● Materials provided
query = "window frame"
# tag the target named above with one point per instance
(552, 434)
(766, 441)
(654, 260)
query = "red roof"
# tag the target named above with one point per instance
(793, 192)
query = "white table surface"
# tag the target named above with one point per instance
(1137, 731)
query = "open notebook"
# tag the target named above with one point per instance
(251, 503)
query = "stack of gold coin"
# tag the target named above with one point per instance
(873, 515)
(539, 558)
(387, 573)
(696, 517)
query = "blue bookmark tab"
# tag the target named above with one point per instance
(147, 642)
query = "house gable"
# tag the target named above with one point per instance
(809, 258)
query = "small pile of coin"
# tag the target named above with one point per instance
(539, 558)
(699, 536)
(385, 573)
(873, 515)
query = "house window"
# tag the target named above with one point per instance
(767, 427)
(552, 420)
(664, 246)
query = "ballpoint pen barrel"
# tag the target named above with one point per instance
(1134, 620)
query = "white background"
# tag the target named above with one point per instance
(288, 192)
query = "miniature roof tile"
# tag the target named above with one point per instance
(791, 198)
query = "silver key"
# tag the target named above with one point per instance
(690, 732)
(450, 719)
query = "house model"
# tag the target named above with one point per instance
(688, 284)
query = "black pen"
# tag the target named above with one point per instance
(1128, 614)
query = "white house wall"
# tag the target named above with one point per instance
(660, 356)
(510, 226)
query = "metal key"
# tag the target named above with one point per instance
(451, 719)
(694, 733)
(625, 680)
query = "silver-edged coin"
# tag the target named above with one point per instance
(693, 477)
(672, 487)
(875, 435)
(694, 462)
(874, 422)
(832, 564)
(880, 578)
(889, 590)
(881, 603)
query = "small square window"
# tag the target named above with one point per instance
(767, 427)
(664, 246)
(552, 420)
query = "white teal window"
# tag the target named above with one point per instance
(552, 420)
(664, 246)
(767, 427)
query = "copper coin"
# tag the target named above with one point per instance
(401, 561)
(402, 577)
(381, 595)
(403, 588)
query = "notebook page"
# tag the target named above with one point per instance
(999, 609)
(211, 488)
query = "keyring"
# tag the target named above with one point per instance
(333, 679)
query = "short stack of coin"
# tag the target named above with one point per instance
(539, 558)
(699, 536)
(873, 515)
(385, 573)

● What is being asked
Copy all of the data above word for word, keeping every line in its original order.

● Answer to the task
query = "window frame"
# tag the target named above with one point per instance
(552, 434)
(766, 441)
(654, 260)
query = "red roof"
# tag the target named above with one point per instance
(793, 192)
query = "white table surface"
# tag the target named above with one point per instance
(1137, 731)
query = "open notebook"
# tag the target named above with one point per instance
(251, 503)
query = "stack of gold coin"
# tag the target named above with one point per instance
(873, 515)
(539, 558)
(387, 573)
(696, 517)
query = "blue bookmark tab"
# tag the target named above with one point per instance
(147, 642)
query = "house gable"
# tag the target named above with one point per instance
(809, 258)
query = "small pile of coin"
# tag the target named above with one point per instance
(539, 558)
(699, 536)
(385, 573)
(873, 515)
query = "house window"
# tag the target named above with one point per instance
(767, 427)
(552, 420)
(664, 246)
query = "ballpoint pen barrel"
# tag the target named above with one point per instance
(1134, 620)
query = "white background"
# tag the target named above with one point per instance
(288, 192)
query = "miniature roof tile"
# tag the target named above with one point per instance
(791, 198)
query = "silver key"
# tag the target named above with one point per instance
(690, 732)
(450, 719)
query = "house model"
# tag the target named above with one point per instance
(688, 284)
query = "black pen"
# tag the target named above with one point per instance
(1128, 614)
query = "white house wall"
# tag the target named above with one point per instance
(660, 356)
(510, 226)
query = "metal key"
# tag the target named above with one point per instance
(451, 719)
(694, 733)
(625, 680)
query = "silver-edged coin"
# tag the target named above with one point per instance
(693, 477)
(672, 487)
(875, 435)
(694, 462)
(874, 422)
(832, 564)
(880, 578)
(889, 590)
(881, 603)
query = "small square window"
# tag the target named above with one point per instance
(767, 427)
(664, 246)
(552, 420)
query = "white teal window"
# tag the target named above with one point per instance
(552, 420)
(664, 246)
(767, 427)
query = "copper coin"
# tag the target named above with one point per instance
(401, 561)
(402, 577)
(381, 595)
(403, 588)
query = "notebook page"
# tag the target named above with one point per instance
(999, 609)
(211, 488)
query = "keyring"
# tag the target named above with one point per instance
(333, 679)
query = "short stack of coin"
# tag the target named above with one point per instance
(539, 558)
(699, 536)
(873, 515)
(385, 573)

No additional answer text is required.